### TAREA
Actualiza el texto sobre el año del no: vuelve a escribir desde "Escribí y leí, con" hasta "los síes ganen.", ambos incluidos, y cambia "caprichos" por "antojos".

Lo que no hice
Me considero afortunado porque mis noes han sido de una dimensión llevadera, aunque quizá mi mente y alguna que otra provincia de mi cuerpo proteste o me lo nieguen


Ha sido el año del no, pero solo le quedan 48 horas. En febrero (y ya hace un siglo) parecía que ese mal deplorable y remoto no nos llegaría, o lo haría tarde y esporádicamente; su velocidad de asentamiento y su desparramada proliferación nos trajo las primeras renuncias, las prohibiciones. Y la cuenta de víctimas con nombre y apellido. No sé de nadie que no tenga a un enfermo en su entorno o lo haya enterrado sin verlo morir. La privación era el único antídoto. No toser cerca del prójimo, y mucho menos besarlo. No ir al cine, al café. Y el peor no de todos: no saber el remedio a corto plazo. Ni las secuelas. Por eso si hay un grupo de gente que se me atraganta es el de los sabihondos negacionistas; la vanguardia de la desconfianza, que ya otea la vacunación como el nuevo engaño. Yo de la covid-19 sólo sé que no sé nada.
Me considero afortunado porque mis noes han sido de una dimensión llevadera, aunque quizá mi mente y alguna que otra provincia de mi cuerpo proteste o me lo nieguen. Me faltó lo que no pude ver, lo que no pude decir ni siquiera en privado, lo que se interrumpió o canceló y está en duda que se reanude. No salí de mí mismo, y no pude, por primera vez en mi vida, ir al mar, que al meterme en él los veranos me sirve de segundo bautismo o última thule.
Escribí y leí, con ansiedad esto último: como si el libro ligero no supiera darme alegrías y el denso su saber. Me permití caprichos en mi menú soltero, sin padecer pero sin ignorar el hambre que esta crisis ha producido. No hice el amor, aunque dediqué algún tiempo a pensar en él. ¿Empieza el año del sí o es una tregua? De nuestros nos depende que los síes ganen.

### ENTRADAS DE MUESTRA
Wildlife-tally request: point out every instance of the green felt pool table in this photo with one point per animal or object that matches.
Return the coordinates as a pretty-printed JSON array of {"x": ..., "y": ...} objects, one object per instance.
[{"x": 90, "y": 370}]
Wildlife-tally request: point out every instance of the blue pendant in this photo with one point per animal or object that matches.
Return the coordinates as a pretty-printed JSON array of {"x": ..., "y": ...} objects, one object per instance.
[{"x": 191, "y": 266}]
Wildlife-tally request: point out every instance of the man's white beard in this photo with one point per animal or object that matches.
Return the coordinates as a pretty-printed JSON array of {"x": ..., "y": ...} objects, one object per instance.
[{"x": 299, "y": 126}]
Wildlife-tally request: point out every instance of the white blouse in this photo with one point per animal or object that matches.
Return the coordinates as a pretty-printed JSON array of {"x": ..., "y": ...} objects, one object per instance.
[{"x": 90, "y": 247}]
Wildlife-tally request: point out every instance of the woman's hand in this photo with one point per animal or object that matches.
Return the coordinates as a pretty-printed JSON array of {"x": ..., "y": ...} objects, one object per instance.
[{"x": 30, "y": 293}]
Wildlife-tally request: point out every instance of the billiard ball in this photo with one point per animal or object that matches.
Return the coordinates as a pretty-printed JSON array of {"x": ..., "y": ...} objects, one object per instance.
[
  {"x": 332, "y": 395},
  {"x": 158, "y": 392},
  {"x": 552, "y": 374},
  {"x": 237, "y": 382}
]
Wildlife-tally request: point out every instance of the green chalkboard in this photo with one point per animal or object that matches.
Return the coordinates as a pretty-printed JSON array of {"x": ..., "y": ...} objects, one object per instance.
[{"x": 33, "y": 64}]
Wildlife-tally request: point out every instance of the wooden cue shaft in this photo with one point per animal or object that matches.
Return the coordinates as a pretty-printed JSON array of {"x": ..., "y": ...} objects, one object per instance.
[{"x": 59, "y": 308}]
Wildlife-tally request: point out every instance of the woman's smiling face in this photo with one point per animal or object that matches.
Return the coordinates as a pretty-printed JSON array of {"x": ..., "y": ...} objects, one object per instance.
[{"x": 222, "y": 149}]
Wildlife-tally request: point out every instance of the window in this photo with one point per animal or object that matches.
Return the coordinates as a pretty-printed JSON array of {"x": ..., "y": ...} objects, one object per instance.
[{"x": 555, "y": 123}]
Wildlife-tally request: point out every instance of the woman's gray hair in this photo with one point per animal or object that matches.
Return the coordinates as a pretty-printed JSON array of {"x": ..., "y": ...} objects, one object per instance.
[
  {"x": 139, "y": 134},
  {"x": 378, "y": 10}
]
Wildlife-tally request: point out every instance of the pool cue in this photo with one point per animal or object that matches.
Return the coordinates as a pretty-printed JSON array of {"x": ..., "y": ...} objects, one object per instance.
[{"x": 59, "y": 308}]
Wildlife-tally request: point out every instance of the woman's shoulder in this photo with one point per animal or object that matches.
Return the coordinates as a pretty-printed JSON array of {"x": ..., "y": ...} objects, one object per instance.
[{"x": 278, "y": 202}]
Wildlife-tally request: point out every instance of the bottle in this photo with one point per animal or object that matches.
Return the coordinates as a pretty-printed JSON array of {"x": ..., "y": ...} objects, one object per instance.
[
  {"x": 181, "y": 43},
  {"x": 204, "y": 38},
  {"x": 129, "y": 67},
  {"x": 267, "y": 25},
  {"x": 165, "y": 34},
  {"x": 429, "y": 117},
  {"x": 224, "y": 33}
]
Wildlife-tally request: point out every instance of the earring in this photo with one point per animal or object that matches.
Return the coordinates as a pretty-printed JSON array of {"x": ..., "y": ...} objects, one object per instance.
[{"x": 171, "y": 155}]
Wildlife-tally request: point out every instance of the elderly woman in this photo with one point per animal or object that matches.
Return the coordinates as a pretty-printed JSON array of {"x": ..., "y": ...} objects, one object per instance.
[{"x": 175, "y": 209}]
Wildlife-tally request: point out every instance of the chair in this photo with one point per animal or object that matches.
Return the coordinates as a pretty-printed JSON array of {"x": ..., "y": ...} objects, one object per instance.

### SOLUCIÓN
Escribí y leí, con ansiedad esto último: como si el libro ligero no supiera darme alegrías y el denso su saber. Me permití antojos en mi menú soltero, sin padecer pero sin ignorar el hambre que esta crisis ha producido. No hice el amor, aunque dediqué algún tiempo a pensar en él. ¿Empieza el año del sí o es una tregua? De nuestros nos depende que los síes ganen.